◆ **PROBLEM TO SOLVE**
What follows is a block of records; restate each one word for word.

◆ **MATERIAL FOR THE TASK**
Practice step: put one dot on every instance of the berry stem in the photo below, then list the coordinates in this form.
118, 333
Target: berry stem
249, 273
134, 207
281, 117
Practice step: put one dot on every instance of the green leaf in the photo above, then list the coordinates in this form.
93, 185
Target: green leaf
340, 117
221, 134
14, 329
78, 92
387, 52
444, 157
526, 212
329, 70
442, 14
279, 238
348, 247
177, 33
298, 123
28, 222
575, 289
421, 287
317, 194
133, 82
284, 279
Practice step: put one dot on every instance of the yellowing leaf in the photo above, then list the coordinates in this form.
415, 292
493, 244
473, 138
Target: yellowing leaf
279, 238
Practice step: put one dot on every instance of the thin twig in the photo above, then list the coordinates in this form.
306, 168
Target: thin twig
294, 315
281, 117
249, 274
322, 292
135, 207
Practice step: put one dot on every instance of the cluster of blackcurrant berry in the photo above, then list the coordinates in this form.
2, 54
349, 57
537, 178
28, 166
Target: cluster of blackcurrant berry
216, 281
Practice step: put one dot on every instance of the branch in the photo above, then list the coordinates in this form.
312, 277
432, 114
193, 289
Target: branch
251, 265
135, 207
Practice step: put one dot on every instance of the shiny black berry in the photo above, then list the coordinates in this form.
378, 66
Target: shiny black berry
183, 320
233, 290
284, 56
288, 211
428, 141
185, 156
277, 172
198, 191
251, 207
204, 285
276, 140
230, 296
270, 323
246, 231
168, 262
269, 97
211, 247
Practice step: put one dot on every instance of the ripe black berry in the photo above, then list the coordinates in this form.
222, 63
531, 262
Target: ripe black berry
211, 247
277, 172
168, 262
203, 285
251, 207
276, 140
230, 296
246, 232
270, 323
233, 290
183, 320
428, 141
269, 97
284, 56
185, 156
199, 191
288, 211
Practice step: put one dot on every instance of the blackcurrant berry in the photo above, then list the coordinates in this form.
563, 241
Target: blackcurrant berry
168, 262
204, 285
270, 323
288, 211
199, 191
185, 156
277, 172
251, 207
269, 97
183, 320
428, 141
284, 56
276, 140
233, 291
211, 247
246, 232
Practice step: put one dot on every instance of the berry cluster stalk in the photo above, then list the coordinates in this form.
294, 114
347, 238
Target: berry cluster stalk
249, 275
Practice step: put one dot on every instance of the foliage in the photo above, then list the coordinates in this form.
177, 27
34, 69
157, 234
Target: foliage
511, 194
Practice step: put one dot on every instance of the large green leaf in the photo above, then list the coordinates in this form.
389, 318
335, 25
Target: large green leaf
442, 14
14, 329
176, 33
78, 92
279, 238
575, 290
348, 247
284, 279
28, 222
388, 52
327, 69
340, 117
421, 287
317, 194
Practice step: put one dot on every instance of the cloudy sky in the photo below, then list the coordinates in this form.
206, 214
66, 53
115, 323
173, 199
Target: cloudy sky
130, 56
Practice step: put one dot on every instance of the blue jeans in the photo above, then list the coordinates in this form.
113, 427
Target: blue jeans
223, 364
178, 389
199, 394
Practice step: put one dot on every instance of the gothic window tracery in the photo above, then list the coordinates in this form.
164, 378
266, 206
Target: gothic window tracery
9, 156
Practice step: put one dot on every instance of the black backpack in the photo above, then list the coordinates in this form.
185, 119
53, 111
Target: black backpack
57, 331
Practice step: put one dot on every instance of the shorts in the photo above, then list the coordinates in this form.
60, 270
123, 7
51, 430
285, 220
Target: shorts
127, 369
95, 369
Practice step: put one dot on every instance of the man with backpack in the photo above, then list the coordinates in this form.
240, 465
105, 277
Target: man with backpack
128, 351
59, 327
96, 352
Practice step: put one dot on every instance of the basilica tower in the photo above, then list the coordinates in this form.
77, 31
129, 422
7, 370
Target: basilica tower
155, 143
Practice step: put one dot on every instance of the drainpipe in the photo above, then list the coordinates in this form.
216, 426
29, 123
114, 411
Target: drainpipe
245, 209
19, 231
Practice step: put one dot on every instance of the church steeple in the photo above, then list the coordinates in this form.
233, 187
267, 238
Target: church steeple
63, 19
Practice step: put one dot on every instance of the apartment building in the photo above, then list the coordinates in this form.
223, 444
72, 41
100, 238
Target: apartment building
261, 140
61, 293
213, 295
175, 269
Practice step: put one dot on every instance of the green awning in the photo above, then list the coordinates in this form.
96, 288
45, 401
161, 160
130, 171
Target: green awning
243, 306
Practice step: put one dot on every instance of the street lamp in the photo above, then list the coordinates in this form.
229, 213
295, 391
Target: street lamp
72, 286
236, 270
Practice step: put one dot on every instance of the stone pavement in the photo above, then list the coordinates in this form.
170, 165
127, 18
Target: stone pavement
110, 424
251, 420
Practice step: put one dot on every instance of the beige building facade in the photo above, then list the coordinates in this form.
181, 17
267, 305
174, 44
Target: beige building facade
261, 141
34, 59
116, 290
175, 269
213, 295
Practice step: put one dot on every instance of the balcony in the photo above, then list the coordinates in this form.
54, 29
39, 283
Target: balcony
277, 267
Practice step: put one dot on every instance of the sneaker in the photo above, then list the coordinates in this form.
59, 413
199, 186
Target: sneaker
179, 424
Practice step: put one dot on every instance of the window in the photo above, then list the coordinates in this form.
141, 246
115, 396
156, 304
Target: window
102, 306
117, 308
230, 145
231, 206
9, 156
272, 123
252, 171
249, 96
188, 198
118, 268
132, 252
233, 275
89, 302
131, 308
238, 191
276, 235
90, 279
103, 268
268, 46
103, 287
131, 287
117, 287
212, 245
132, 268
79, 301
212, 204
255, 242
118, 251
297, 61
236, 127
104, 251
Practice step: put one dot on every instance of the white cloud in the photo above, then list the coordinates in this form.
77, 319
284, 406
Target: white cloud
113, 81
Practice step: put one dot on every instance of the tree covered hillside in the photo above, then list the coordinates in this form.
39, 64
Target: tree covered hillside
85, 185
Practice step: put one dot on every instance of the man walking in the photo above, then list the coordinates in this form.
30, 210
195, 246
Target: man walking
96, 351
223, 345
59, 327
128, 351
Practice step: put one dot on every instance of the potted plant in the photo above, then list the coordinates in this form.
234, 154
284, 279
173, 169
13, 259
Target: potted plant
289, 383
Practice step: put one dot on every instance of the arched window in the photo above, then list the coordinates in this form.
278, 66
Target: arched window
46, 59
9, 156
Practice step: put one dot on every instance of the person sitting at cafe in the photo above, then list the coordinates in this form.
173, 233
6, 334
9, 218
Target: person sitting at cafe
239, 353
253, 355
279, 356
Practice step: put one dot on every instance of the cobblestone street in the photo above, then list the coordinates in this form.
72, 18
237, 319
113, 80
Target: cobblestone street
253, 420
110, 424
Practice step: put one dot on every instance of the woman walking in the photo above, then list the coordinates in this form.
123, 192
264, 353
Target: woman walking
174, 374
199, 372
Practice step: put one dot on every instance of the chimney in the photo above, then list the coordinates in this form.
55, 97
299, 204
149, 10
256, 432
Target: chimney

◆ **WRITTEN SOLUTION**
Practice step: put one dot on every instance of the berry stem in the photo below, then list the coordinates in this form.
118, 333
Target: berry stem
249, 273
134, 207
281, 117
Practice step: put one dot on every instance of the green leaf in the photo above, then list the coordinates in this form.
93, 185
Target: green leaf
340, 117
221, 134
14, 329
78, 92
387, 52
444, 157
526, 212
329, 70
442, 14
279, 238
348, 247
177, 33
298, 123
28, 222
575, 289
421, 287
317, 194
133, 82
284, 279
Practice step: put one dot on every instance of the yellowing leaf in the photo above, then list the coordinates in this form.
415, 292
493, 244
473, 138
Target: yellowing leaf
279, 238
Practice step: put one dot on every instance of the thin twig in the photo above, then list the coordinates in this form.
306, 168
Target: thin twig
294, 315
281, 117
249, 274
322, 292
135, 207
Practice step: put one dot on every instance of the cluster of blackcurrant berry in the photo above, then list the coordinates in this form.
2, 54
349, 57
537, 178
28, 166
Target: cluster of blackcurrant berry
216, 281
Practice step: put one dot on every instance of the branch in the photo above, then list the coordinates in this form.
312, 277
432, 114
193, 289
Target: branch
251, 265
135, 207
Practice step: put one dot on every instance of the shiny black berry in the photo above, then list the coordinates in this form.
378, 66
Target: shiny black berry
183, 320
233, 290
284, 56
288, 211
428, 141
185, 156
277, 172
198, 191
251, 207
204, 285
276, 140
230, 296
270, 323
246, 231
168, 262
269, 97
211, 247
Practice step: put one dot on every instance of the ripe black berry in the photo above, then list the coordinates in this form.
222, 63
531, 262
Target: ripe black berry
211, 247
277, 172
168, 262
203, 285
251, 207
276, 140
230, 296
246, 232
270, 323
233, 290
183, 320
428, 141
269, 97
284, 56
185, 156
199, 191
288, 211
Practice step: put one dot on every instance of the blackcurrant berry in the photo above, then list the coordinates in this form.
563, 241
Target: blackcurrant berry
168, 262
204, 285
270, 323
288, 211
199, 191
185, 156
277, 172
251, 207
269, 97
183, 320
428, 141
284, 56
276, 140
233, 291
211, 247
246, 232
Practice step: put one dot on every instance of the berry cluster stalk in the photo above, then list the coordinates in this form.
294, 114
347, 238
Target: berry cluster stalk
249, 275
Practice step: put one dot on every instance of the foliage in the photo above, then list the coordinates in this form.
177, 27
34, 69
157, 234
Target: foliage
511, 194
Practice step: put one dot on every instance of the large green leaf in the photo above, then list the coordinates in this form.
389, 318
335, 25
Target: large green leaf
442, 14
14, 329
176, 33
78, 92
279, 238
575, 290
348, 247
284, 279
28, 222
388, 52
327, 69
340, 117
421, 287
317, 194
Practice step: put one dot on every instance of the cloudy sky in the photo below, then list the coordinates in this form.
206, 214
66, 53
115, 323
173, 199
Target: cloudy sky
130, 56
Practice step: put one dot on every instance of the blue jeans in the photo above, then list the coordinates in this form.
113, 427
Target: blue jeans
223, 364
178, 389
199, 394
Practice step: put one dot on every instance of the gothic window tracery in the photo above, then list the coordinates in this form.
164, 378
266, 206
Target: gothic window tracery
9, 156
Practice step: put one dot on every instance of the black backpack in the photo above, then list the coordinates in this form.
185, 119
53, 111
Target: black backpack
57, 331
Practice step: put one dot on every instance of the shorts in the photo above, then list the coordinates in this form.
60, 270
123, 7
51, 430
285, 220
Target: shorts
127, 369
95, 369
Practice step: put one dot on every instance of the man with backpack in the photo above, then list the coordinates in this form.
240, 465
105, 277
Target: man with backpack
128, 351
59, 327
96, 352
Practice step: put one dot on every instance of the basilica tower in the photo above, then list the coordinates in this form.
77, 31
129, 422
7, 370
Target: basilica tower
155, 143
Practice step: put one dot on every instance of the drainpipe in the photo above, then list the coordinates in this form.
216, 426
29, 123
114, 411
Target: drainpipe
245, 209
19, 231
Practice step: put one dot on every instance of the church steeple in the photo above, then list the coordinates in this form.
233, 187
267, 238
Target: church steeple
63, 19
Practice step: put one dot on every instance of the apartment building in the photo above, then list the coordinates in this form.
223, 444
72, 41
100, 238
Target: apartment building
261, 140
61, 293
213, 295
175, 269
Practice step: put one dot on every instance of the green awning in the photo above, then list the coordinates in this form.
96, 288
45, 401
161, 160
130, 171
Target: green awning
243, 306
Practice step: put one dot on every instance of the street lamp in the photo above, then list the coordinates in this form.
229, 213
295, 391
Target: street lamp
72, 286
236, 270
Practice step: put one dot on every instance of the stone pavement in the photo above, then list the coordinates in this form.
170, 165
127, 18
Target: stone pavement
110, 424
251, 420
Practice step: put one dot on every instance of the beige building facade in the photo above, then list the coordinates in this form.
181, 17
267, 305
174, 44
Target: beige building facade
261, 141
34, 59
116, 290
175, 269
213, 295
Practice step: put one dot on every instance of the balcony in the photo above, then list the coordinates in this form.
54, 29
39, 283
Target: balcony
277, 267
Practice step: put one dot on every instance of the sneaker in the photo above, then list the coordinates in this form.
59, 413
199, 186
Target: sneaker
179, 424
Practice step: put one dot on every instance of the window in the photo above, then list the coordinates in this form.
141, 246
115, 396
156, 304
Target: window
102, 306
117, 308
230, 145
231, 206
9, 156
272, 123
252, 171
249, 96
188, 198
118, 268
132, 252
233, 275
89, 302
131, 308
238, 191
276, 235
90, 279
103, 268
268, 46
103, 287
131, 287
117, 287
212, 245
132, 268
79, 301
212, 204
255, 242
118, 251
297, 61
236, 127
104, 251
Practice step: put one dot on every instance of the white cloud in the photo above, then list the coordinates in this form.
77, 319
284, 406
Target: white cloud
113, 81
Practice step: put one dot on every instance of the tree covered hillside in the photo above, then list the coordinates in this form.
39, 64
Target: tree covered hillside
85, 185
Practice step: put one dot on every instance of the man walking in the photo above, then list the coordinates in this form.
30, 210
195, 246
Target: man walking
96, 351
223, 345
59, 327
128, 351
Practice step: put one dot on every instance of the potted plant in the photo above, then list the coordinates in this form.
234, 154
284, 279
173, 169
13, 259
Target: potted plant
289, 383
Practice step: put one dot on every instance of the arched window in the photo above, then list the coordinates in this form.
278, 66
Target: arched window
46, 59
9, 156
Practice step: put one dot on every instance of the person sitting at cafe in the photo above, then list the coordinates in this form.
173, 233
6, 334
9, 218
Target: person sitting at cafe
239, 353
253, 355
279, 356
Practice step: put one dot on every instance of the cobblestone street in the photo above, then list the coordinates in this form.
72, 18
237, 319
113, 80
Target: cobblestone street
253, 420
110, 424
Practice step: put one dot on every instance of the woman walking in the photo above, then list the coordinates in this form.
123, 192
264, 353
Target: woman walking
174, 374
199, 372
Practice step: put one dot on every instance of the chimney in the photo above, then list the coordinates in this form.
55, 97
299, 204
149, 10
256, 432
Target: chimney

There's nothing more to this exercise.